Exercise prompt:
Reproduce every one of the following lines word for word, leaving out the pictures.

====== Material shown

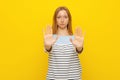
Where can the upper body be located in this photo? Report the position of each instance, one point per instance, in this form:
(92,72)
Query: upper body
(62,26)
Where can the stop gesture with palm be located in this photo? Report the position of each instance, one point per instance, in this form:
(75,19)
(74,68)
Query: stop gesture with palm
(79,39)
(48,37)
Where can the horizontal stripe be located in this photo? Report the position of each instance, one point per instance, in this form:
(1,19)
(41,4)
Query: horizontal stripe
(64,63)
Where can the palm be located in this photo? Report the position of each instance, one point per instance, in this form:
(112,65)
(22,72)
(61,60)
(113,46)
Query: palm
(79,38)
(48,36)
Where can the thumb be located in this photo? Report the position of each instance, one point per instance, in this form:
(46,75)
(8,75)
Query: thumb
(71,40)
(56,39)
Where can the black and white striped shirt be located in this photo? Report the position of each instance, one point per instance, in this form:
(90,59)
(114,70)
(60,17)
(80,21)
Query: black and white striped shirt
(64,63)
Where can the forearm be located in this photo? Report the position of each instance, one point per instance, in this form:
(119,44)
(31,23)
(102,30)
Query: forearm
(48,48)
(79,49)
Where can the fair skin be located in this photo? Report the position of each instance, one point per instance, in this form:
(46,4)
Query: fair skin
(62,21)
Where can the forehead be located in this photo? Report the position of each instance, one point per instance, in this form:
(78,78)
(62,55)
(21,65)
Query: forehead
(62,13)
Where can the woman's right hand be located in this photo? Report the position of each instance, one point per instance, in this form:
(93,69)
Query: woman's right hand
(48,37)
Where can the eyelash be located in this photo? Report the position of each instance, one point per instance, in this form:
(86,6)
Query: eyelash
(64,16)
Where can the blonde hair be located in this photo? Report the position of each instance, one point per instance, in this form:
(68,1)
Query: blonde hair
(69,26)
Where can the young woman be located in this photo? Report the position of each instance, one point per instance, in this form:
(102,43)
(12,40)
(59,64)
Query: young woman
(63,47)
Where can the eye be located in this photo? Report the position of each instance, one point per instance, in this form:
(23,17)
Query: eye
(65,16)
(58,17)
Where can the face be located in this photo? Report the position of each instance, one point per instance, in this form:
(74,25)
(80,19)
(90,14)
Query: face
(62,19)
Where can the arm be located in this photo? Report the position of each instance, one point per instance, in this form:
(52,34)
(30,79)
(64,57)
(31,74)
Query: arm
(79,50)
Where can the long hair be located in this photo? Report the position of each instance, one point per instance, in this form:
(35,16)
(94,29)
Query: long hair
(69,25)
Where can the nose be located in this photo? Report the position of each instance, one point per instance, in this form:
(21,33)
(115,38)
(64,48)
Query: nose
(62,19)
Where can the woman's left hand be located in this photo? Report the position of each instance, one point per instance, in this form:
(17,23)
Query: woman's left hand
(79,39)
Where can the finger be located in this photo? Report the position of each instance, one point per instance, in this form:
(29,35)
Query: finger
(75,32)
(51,30)
(71,40)
(80,32)
(56,38)
(84,34)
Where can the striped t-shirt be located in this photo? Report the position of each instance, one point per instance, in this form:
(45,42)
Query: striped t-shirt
(64,63)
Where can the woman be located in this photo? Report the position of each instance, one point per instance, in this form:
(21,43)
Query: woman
(63,47)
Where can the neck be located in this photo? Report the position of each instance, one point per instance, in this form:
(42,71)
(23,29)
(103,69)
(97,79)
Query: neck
(62,32)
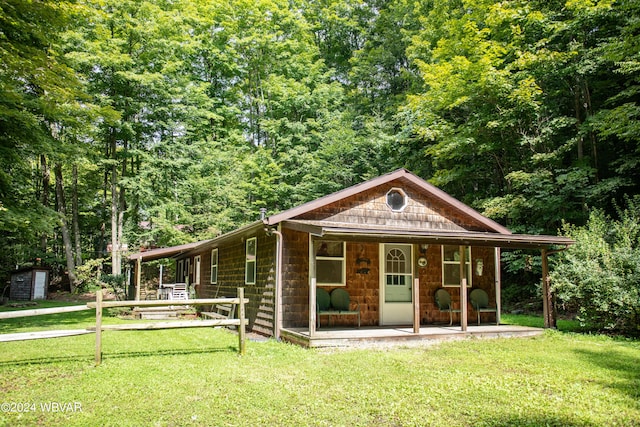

============

In response:
Where can the upper body be located in this photo? Report the position of each instance, one point per instance, in this form:
(92,72)
Query: upper body
(62,26)
Where can the stop gesture with palm be located in this photo? Report the position of each instance, one point per instance, in this form:
(75,19)
(74,68)
Query: stop gesture with palm
(79,39)
(48,37)
Where can the horizontal stripe be located in this photo? Report the position of each instance, one point per instance, in this form:
(1,19)
(41,4)
Query: horizontal stripe
(64,63)
Where can the palm be located in this photo? Report the position of each instance, one point per instance, in this form:
(112,65)
(22,72)
(61,60)
(113,46)
Query: palm
(79,38)
(48,36)
Where can the thumb be located in this photo? Report the position of each instance, one point per instance, in this form:
(46,75)
(8,75)
Query: thumb
(71,40)
(56,39)
Where can the black and white striped shirt be located in this photo? Report the position of each instance, one point per instance, in this form:
(90,59)
(114,70)
(60,17)
(80,21)
Query: black and white striped shirt
(64,63)
Where can the forearm be located in this photo? Report the position of each instance, one point per instance, in this form:
(119,44)
(31,23)
(102,30)
Query: forearm
(48,48)
(79,49)
Where can the fair skin be located in this photo? Report the position of each instance, one point per instance, in this form:
(46,4)
Query: fair skin
(62,21)
Where can the forehead be located in this photo? Report the position of each instance, one point per instance, in this form:
(78,78)
(62,55)
(21,65)
Query: forehead
(62,13)
Where can the woman's right hand be located in this photo? Report the position of each instance, one point per instance, in this form:
(93,69)
Query: woman's right hand
(48,37)
Where can the eyelash be located in this photo? Report the position of each instance, one point per instance, in this form:
(86,6)
Query: eyelash
(64,16)
Where can the blonde hair be located in this photo? Report the position of each instance, one point per instance, in this form:
(68,1)
Query: blonde hair
(69,26)
Where can the young woman be located in this photo? Report the position of each instance, one point per instance, in this form:
(102,43)
(12,40)
(59,64)
Query: young woman
(63,47)
Where can the eye be located in this photo? Report the position of each instance, one point per instance, in this form:
(23,17)
Query: eye
(65,16)
(58,17)
Where can the face be located in this photo? Report the position of each instance, one point per instance, in this form:
(74,25)
(80,19)
(90,14)
Query: face
(62,19)
Where can the arm be located in this photo? Report the position of each instance, one point per instance, in this form:
(52,34)
(30,79)
(64,57)
(31,74)
Query: arm
(79,50)
Where can the long hair be located in this photo? Report the position of each instance, one point per instance, in this form:
(35,16)
(94,29)
Query: long hair
(69,25)
Where can the nose be located in this photo? Report the position of each instance, one point per instance, in this form:
(21,33)
(115,38)
(64,48)
Query: nose
(62,19)
Where can the woman's left hand be located in this photo? Report the position of each instance, one point per instance, in this form:
(17,23)
Query: woman's left hand
(79,39)
Where can the finger be located in this photo? Report the position of each instance, one point per instance, in this form:
(29,35)
Query: finger
(75,32)
(51,30)
(71,40)
(80,32)
(56,38)
(84,34)
Where can the striped t-shirt be located in this photo? Report the position of each instance, one point per instance, in this form:
(45,42)
Query: striped t-shirt
(64,63)
Where can the woman be located in this photo? Report the position of each instance, one point per instance, in this form:
(21,43)
Query: woman
(63,47)
Where can the neck be located in this photo? Report the position of each instance, one point per instance, in this form:
(42,71)
(23,29)
(103,69)
(97,79)
Query: neck
(62,32)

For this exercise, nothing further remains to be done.